>> Begin Task material
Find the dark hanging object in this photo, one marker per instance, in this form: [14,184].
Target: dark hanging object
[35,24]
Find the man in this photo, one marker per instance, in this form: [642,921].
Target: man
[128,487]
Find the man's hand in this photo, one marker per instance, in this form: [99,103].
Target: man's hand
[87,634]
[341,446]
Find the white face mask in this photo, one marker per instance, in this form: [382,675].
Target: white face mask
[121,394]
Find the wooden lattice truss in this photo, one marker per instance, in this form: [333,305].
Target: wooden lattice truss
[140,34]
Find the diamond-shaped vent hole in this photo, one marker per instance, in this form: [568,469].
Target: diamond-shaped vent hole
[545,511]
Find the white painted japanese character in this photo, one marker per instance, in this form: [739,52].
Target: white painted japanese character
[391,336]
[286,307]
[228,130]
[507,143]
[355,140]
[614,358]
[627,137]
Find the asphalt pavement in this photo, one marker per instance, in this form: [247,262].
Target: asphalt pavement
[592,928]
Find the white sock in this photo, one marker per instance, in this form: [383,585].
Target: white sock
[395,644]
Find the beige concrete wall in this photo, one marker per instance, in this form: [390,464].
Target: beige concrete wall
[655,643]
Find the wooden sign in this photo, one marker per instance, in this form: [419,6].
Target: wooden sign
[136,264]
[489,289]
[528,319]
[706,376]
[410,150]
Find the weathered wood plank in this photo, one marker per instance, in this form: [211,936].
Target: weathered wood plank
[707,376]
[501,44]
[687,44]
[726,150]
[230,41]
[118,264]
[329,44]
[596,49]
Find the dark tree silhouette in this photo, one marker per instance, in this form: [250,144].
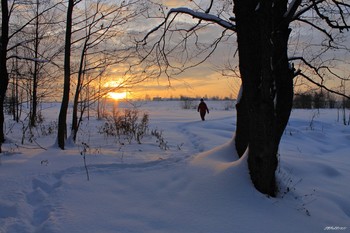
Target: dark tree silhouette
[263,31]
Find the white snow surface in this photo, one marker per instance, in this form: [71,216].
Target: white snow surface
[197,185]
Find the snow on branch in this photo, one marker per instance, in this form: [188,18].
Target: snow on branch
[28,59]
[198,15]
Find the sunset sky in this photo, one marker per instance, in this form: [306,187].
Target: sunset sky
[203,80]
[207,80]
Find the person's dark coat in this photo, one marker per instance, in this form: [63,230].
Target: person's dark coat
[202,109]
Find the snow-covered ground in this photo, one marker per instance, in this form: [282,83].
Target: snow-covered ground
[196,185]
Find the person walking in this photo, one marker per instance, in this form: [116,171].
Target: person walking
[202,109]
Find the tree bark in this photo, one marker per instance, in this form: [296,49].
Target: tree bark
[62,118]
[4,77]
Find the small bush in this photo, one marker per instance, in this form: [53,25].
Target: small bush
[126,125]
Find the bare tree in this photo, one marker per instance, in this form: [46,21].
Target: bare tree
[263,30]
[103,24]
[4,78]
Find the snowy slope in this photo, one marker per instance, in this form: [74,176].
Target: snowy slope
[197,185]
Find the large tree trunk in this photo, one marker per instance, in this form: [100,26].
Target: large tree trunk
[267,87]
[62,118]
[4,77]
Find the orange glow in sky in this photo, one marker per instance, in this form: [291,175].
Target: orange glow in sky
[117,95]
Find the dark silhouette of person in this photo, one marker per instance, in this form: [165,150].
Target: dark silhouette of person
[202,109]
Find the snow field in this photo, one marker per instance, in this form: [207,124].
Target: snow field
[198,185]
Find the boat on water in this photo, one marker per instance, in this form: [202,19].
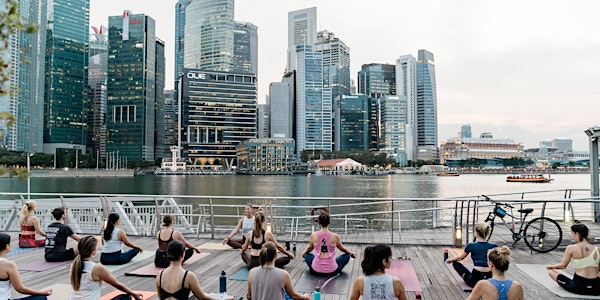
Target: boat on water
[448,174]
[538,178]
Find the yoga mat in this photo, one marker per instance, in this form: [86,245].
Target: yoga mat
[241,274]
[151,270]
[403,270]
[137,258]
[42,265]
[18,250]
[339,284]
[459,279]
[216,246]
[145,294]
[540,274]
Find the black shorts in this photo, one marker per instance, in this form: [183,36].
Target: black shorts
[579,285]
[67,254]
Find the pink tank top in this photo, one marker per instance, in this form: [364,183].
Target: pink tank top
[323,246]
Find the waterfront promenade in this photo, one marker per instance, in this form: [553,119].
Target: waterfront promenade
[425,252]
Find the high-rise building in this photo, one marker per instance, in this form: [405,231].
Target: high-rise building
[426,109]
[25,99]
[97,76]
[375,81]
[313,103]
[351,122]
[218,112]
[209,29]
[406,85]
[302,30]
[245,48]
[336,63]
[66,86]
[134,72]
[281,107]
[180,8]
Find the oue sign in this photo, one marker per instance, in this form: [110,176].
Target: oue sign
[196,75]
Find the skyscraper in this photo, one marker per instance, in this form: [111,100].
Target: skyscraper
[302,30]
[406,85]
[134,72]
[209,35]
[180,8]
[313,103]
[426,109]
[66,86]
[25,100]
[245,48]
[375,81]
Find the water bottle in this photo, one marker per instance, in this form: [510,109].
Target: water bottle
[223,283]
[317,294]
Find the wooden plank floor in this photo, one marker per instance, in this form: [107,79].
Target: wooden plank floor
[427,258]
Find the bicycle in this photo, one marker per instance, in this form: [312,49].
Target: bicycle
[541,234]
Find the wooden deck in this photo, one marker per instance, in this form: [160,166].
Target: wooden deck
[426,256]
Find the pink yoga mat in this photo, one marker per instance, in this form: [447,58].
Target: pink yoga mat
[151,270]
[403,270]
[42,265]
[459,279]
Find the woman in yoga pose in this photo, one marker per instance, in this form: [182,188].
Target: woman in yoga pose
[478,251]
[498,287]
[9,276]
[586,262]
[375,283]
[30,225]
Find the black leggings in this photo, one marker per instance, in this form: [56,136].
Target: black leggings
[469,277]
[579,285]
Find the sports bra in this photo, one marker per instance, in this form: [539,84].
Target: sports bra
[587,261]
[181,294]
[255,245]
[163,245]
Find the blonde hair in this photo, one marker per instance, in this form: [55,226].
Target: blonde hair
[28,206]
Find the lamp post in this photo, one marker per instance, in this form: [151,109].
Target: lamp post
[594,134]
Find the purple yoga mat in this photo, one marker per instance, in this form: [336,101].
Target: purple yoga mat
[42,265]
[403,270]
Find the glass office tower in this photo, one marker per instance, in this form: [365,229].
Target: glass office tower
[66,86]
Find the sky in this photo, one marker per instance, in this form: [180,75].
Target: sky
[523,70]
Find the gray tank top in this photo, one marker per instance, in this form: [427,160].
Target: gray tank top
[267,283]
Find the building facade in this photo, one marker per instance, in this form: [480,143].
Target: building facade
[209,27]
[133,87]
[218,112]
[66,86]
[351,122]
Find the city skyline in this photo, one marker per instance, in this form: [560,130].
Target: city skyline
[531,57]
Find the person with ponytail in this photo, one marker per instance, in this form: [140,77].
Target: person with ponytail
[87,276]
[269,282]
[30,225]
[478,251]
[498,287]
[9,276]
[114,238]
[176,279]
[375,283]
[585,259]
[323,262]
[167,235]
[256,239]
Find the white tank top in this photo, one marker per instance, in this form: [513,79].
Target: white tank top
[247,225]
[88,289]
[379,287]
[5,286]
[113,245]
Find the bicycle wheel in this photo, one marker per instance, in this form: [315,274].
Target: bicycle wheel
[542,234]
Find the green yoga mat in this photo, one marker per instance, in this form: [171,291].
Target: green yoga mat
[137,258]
>> End Task material
>> Begin Task material
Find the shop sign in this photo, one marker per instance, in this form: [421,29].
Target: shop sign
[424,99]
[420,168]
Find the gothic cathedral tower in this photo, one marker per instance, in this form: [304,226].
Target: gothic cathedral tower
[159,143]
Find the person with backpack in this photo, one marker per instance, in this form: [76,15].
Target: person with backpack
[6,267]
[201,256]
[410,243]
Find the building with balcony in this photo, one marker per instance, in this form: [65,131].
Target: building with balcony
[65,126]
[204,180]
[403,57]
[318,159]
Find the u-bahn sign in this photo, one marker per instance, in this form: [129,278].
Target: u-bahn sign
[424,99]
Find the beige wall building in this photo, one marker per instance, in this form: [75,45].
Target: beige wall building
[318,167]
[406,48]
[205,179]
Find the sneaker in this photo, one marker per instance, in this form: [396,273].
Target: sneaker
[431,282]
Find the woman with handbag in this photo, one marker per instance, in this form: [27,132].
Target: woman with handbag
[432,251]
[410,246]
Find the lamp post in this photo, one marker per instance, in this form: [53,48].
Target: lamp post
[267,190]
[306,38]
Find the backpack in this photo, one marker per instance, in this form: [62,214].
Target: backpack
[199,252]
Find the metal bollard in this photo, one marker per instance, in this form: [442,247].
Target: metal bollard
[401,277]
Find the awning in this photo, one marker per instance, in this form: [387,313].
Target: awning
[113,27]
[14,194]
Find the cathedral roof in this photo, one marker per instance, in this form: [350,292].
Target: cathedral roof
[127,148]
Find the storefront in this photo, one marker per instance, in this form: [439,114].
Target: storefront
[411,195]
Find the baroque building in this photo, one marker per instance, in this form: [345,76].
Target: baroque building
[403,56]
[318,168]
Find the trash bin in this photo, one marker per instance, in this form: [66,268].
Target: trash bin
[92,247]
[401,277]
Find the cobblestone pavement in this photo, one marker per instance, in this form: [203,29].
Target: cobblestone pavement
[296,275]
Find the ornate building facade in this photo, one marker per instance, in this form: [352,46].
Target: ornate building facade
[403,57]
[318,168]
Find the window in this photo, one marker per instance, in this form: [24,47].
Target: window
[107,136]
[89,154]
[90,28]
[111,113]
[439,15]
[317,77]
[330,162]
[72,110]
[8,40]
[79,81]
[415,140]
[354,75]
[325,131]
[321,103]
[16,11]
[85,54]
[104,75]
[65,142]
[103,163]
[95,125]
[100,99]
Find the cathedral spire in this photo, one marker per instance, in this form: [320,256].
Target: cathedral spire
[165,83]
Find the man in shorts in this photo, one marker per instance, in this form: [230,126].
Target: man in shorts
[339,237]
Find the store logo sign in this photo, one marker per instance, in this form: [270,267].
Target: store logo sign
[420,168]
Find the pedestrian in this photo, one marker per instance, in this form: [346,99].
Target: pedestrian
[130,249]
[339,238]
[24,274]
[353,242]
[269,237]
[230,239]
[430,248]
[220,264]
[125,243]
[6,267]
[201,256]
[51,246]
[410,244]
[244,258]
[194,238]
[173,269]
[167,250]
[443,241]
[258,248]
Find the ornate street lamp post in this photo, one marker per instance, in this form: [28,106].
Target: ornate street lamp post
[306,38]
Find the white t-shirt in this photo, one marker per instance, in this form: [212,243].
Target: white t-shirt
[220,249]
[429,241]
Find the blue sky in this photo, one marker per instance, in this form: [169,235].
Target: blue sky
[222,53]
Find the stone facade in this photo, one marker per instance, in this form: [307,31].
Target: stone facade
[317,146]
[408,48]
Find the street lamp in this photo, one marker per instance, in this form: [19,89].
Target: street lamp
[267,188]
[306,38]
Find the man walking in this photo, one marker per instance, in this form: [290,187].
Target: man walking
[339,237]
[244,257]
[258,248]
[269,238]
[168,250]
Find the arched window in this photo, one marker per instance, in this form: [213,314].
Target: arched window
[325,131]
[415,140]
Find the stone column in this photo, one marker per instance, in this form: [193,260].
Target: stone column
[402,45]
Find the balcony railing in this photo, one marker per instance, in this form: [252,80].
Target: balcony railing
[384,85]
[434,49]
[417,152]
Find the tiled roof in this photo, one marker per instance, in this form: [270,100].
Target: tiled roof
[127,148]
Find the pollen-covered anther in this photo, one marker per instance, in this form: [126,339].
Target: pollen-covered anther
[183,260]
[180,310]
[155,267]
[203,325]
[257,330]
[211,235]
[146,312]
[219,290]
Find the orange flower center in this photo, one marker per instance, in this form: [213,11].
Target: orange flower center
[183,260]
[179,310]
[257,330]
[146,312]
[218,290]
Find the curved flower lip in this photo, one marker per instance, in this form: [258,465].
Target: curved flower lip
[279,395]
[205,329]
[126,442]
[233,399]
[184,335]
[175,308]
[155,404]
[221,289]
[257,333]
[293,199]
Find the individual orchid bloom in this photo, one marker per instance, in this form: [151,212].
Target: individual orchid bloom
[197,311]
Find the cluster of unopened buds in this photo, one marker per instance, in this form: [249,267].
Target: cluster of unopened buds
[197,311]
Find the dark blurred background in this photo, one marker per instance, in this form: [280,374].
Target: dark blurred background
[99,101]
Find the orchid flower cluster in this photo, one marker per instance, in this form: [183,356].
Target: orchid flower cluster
>> End Task material
>> Begin Task material
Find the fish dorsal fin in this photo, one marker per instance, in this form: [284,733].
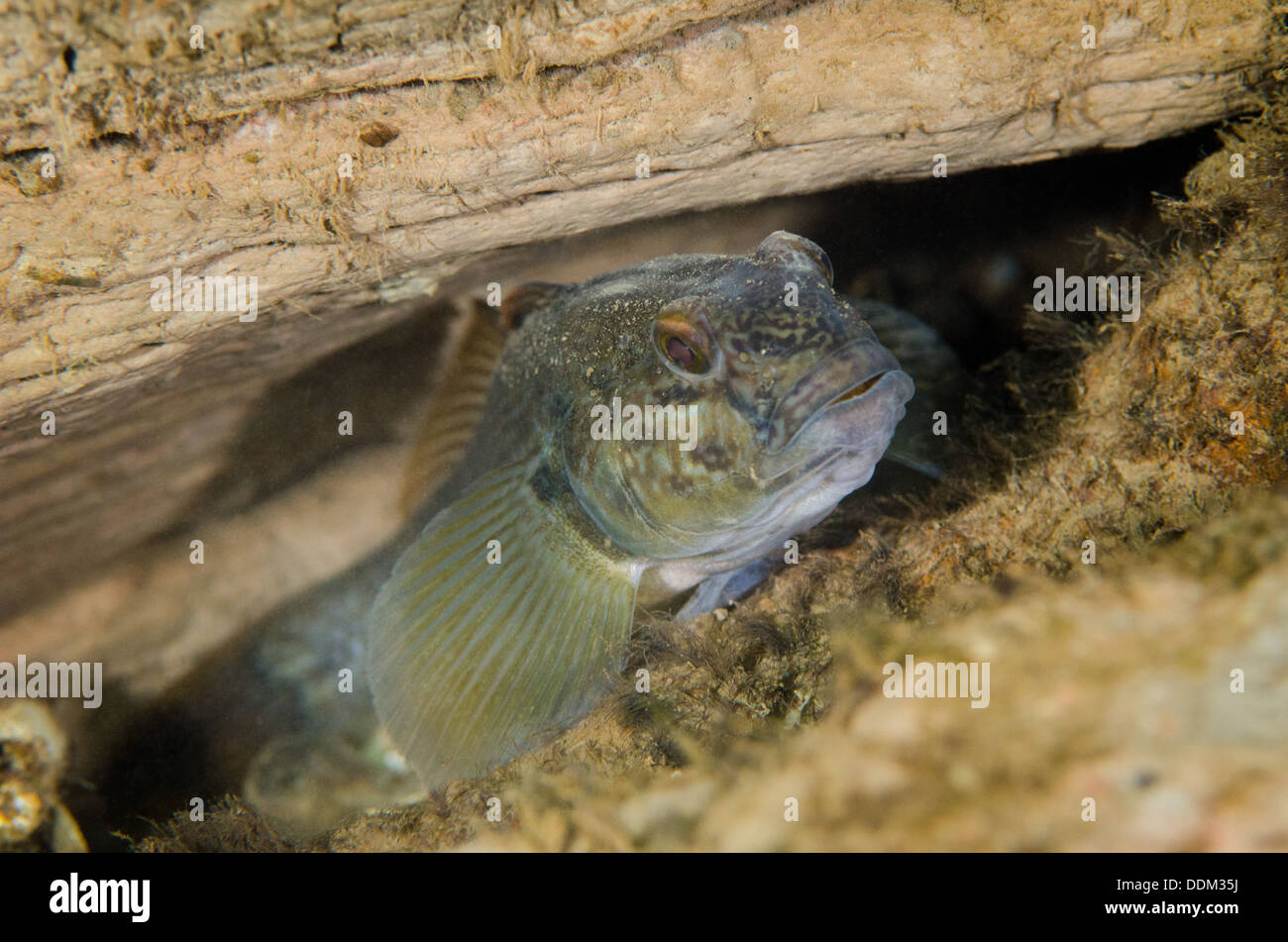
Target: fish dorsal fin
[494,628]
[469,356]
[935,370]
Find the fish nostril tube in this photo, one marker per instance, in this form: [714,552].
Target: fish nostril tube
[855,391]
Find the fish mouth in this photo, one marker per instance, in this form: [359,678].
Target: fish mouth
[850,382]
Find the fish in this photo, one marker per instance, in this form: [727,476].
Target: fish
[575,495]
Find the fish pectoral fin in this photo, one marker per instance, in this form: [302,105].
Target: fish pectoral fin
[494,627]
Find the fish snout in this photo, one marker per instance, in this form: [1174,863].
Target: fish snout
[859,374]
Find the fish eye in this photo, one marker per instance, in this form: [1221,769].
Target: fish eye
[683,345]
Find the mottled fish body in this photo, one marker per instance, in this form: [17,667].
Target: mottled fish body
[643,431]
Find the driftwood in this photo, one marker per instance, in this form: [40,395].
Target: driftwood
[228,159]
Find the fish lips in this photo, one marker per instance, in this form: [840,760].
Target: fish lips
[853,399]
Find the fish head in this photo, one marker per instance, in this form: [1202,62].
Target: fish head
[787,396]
>> End Task material
Goal: Which lines in the records contain the word "tower"? Show each of them in full.

Result of the task:
Find the glass office tower in this photo, one marker per instance, in this form: [365,229].
Target: glass office tower
Find the gothic cathedral tower in this photo, one marker per instance, in this form: [304,226].
Target: gothic cathedral tower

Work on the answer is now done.